» **WHAT NEEDS TO BE DONE**
Up to and including the line containing "x=24, y=192", retype each line of the listing below exactly, beginning with the first.

START DATA SHOWN

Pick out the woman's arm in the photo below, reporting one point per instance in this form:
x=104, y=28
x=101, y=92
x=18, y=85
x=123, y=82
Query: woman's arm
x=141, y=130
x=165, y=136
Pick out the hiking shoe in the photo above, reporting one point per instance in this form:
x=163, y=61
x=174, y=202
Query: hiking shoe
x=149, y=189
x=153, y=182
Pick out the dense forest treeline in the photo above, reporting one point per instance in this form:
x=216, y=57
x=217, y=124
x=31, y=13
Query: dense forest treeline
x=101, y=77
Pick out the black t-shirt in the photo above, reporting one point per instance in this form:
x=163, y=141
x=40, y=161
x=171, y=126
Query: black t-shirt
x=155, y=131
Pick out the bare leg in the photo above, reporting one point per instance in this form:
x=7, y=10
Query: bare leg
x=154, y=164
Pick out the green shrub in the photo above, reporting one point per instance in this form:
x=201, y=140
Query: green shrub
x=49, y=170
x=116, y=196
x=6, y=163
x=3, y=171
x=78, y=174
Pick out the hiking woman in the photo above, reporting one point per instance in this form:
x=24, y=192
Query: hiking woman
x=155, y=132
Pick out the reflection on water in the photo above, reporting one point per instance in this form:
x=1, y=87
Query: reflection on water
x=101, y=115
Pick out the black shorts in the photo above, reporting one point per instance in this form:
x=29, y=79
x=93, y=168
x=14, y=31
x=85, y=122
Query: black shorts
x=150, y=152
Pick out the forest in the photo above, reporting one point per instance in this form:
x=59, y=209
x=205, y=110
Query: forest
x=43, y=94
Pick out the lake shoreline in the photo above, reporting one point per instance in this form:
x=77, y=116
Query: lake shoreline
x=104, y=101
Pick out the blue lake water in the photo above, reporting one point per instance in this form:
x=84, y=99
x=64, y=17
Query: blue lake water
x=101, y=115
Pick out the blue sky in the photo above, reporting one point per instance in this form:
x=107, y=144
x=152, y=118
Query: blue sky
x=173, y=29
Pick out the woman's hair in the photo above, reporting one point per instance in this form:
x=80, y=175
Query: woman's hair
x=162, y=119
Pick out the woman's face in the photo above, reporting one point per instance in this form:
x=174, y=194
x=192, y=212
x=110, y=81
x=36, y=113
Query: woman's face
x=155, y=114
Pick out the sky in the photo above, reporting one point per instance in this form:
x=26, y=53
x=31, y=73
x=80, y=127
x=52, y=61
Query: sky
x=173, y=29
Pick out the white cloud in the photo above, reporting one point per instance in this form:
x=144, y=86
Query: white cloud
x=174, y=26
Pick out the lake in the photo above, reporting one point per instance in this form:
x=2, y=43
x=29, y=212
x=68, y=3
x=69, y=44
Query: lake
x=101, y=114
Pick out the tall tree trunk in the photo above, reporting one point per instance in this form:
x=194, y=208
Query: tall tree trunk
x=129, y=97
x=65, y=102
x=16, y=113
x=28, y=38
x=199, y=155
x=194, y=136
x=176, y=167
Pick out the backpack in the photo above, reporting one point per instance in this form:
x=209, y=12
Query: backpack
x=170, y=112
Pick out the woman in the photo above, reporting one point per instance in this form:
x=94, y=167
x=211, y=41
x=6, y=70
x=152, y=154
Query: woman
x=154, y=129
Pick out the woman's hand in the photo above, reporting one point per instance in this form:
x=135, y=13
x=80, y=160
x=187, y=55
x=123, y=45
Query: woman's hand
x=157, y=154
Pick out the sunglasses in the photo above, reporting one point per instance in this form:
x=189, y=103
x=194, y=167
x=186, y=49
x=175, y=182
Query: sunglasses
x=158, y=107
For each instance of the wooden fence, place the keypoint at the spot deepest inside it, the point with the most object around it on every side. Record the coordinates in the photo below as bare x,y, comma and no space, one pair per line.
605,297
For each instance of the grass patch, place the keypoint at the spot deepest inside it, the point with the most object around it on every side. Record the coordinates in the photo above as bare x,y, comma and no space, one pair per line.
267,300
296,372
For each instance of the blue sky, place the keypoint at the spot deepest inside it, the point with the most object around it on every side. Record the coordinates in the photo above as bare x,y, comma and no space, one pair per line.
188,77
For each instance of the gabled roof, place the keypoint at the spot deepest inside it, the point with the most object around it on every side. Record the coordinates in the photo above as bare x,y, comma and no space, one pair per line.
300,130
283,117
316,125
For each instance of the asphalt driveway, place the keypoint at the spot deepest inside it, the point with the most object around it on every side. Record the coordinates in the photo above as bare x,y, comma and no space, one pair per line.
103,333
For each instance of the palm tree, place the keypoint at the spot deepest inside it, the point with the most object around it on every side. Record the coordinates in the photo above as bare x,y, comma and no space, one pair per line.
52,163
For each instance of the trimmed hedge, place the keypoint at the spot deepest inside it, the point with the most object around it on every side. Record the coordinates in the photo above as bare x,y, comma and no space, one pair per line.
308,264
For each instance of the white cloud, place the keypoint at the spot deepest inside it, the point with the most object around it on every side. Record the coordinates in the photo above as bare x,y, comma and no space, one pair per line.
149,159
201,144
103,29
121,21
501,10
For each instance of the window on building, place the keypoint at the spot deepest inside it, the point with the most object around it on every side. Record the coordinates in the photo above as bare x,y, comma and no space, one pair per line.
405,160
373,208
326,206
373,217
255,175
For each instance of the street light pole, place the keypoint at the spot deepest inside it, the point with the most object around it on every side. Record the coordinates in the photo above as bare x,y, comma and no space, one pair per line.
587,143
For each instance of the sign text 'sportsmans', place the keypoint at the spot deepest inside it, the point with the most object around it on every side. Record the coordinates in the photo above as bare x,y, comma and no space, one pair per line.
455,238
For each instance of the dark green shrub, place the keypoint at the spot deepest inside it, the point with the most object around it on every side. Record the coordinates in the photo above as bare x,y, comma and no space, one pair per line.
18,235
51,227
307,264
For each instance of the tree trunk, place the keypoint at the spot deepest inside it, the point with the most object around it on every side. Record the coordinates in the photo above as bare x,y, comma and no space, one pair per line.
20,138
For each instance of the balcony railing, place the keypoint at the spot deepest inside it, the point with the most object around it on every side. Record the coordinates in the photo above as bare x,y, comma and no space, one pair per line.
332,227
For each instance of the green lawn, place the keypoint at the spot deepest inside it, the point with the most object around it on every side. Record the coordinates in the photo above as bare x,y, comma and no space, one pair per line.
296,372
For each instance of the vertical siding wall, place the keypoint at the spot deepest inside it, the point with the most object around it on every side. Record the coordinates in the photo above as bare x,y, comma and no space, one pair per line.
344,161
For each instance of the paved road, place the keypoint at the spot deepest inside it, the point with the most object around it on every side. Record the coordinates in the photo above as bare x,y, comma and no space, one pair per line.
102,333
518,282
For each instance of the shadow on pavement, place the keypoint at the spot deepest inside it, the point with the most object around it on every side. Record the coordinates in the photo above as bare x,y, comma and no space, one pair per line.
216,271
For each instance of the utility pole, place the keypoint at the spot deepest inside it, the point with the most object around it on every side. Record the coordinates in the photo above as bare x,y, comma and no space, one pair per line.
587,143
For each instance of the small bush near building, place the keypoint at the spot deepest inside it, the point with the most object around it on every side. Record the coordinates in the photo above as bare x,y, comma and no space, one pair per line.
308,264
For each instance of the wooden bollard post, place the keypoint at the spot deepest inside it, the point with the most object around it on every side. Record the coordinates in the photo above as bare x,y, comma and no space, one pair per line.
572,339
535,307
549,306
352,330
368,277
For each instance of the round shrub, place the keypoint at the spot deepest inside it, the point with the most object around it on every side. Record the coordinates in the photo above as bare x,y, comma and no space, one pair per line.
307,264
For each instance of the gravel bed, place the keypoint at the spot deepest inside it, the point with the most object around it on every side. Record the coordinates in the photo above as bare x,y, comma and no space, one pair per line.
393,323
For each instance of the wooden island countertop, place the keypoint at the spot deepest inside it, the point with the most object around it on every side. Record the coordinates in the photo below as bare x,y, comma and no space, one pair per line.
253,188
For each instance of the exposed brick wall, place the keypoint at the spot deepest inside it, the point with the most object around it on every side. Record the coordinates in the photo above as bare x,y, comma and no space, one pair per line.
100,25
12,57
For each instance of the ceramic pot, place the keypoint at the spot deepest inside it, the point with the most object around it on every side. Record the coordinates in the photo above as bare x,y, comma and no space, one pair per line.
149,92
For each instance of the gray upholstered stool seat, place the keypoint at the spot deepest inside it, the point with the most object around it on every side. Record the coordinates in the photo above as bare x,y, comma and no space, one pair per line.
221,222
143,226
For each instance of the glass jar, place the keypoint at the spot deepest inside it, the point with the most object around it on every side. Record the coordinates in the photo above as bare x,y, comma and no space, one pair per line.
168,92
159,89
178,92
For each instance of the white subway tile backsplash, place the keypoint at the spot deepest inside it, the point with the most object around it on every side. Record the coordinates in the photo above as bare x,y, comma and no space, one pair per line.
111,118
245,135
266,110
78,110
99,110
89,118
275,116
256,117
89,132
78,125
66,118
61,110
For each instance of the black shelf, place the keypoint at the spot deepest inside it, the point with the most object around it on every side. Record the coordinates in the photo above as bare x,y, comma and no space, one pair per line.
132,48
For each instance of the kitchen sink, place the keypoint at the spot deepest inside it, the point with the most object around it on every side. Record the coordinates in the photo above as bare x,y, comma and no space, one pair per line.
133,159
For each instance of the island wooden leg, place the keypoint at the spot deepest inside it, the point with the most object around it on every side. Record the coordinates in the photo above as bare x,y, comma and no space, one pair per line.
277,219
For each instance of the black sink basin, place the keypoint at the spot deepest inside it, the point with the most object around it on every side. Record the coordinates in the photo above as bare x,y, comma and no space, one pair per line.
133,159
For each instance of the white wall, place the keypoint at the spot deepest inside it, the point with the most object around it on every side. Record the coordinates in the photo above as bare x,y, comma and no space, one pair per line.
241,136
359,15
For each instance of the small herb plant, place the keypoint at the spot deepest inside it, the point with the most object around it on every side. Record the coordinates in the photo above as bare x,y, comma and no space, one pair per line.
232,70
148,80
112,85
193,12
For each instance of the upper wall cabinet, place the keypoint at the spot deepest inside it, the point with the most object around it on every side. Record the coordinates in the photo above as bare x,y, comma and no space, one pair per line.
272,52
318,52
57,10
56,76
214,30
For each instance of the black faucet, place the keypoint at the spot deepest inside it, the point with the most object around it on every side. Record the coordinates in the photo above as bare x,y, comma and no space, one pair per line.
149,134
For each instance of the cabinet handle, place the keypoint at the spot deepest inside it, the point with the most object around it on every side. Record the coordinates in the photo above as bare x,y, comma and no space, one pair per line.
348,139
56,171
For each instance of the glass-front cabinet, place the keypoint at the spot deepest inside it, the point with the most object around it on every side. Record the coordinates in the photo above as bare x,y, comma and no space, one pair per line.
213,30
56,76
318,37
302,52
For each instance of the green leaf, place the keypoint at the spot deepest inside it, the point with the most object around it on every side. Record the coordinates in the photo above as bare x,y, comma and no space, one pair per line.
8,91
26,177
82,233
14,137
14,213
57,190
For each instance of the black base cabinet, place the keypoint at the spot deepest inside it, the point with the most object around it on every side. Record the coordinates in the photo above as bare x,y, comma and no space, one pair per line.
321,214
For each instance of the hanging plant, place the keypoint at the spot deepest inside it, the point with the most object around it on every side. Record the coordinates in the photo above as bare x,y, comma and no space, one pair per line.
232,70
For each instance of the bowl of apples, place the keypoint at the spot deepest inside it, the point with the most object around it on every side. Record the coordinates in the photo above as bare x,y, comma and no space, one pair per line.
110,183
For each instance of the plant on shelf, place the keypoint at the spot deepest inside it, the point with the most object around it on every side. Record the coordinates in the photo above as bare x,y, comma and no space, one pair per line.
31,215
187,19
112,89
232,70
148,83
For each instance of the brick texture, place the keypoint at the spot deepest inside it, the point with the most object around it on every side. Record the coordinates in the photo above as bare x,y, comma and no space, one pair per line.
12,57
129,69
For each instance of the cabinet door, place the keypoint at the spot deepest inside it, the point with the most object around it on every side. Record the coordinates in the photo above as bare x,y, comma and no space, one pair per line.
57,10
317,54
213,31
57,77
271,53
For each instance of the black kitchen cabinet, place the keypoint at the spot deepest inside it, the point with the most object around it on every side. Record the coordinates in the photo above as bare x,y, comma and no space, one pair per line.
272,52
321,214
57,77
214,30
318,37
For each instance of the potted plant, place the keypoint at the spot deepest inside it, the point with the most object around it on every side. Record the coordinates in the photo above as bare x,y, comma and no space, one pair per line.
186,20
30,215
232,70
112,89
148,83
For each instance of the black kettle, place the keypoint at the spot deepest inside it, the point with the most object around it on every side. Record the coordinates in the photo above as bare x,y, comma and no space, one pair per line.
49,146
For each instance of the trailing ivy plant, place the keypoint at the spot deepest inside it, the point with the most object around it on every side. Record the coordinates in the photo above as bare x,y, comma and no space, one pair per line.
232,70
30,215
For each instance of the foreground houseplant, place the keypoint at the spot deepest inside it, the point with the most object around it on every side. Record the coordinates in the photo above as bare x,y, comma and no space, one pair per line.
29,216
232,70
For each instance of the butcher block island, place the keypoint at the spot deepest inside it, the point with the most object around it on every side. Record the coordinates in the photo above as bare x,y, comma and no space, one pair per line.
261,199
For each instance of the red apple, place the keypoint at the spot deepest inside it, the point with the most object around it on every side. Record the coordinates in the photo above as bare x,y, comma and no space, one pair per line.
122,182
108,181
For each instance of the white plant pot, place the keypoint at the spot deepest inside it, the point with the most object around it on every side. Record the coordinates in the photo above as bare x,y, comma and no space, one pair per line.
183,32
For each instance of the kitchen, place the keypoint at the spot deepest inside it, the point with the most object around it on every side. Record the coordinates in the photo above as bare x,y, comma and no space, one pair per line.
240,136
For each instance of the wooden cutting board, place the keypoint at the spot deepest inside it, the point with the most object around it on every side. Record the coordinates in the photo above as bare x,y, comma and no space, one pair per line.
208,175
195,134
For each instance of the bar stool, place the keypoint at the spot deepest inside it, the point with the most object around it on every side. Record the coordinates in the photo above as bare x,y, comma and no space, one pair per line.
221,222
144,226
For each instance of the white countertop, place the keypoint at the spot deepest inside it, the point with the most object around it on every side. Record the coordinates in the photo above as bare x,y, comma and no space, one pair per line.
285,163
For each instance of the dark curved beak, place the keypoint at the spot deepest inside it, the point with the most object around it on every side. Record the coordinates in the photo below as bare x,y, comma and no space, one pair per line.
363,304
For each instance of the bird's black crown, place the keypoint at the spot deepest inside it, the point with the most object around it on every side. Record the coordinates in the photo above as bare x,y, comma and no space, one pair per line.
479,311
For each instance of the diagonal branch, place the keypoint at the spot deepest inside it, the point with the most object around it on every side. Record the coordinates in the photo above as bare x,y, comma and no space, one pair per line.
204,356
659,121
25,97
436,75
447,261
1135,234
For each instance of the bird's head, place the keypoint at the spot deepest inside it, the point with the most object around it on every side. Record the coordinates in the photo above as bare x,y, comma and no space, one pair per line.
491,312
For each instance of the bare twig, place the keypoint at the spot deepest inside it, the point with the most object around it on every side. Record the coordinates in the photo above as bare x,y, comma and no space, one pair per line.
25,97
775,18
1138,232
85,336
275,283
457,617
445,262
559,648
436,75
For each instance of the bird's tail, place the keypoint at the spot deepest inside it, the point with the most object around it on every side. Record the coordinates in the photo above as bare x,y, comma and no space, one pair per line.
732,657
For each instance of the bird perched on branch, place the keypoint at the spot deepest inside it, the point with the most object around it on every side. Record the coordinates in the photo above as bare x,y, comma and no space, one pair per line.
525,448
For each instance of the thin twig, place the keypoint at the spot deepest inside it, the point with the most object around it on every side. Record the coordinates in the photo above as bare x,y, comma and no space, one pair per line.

END DATA SHOWN

» **ANSWER TO THIS PROBLEM**
Pick out the woman's arm in the photo below, reporting one point per instance in this form:
x=104, y=28
x=101, y=92
x=18, y=85
x=123, y=82
Query: woman's arm
x=141, y=130
x=165, y=136
Pick out the hiking shoe in the photo above, reporting one point per instance in this form:
x=163, y=61
x=174, y=202
Query: hiking shoe
x=149, y=189
x=153, y=182
Pick out the dense forest treeline in the photo above, reporting one point per instance in this form:
x=216, y=57
x=217, y=124
x=31, y=13
Query: dense forest treeline
x=101, y=77
Pick out the black t-shirt in the photo above, reporting one point per instance in this form:
x=163, y=141
x=40, y=161
x=171, y=126
Query: black t-shirt
x=155, y=131
Pick out the bare leg in the photo above, reporting one point per instance in this form:
x=7, y=10
Query: bare leg
x=154, y=164
Pick out the green shrub in the photo above, reporting one point per instance in this form:
x=201, y=140
Query: green shrub
x=49, y=170
x=116, y=196
x=6, y=163
x=3, y=171
x=78, y=174
Pick out the hiking woman in the photo above, reporting one point per instance in this form:
x=24, y=192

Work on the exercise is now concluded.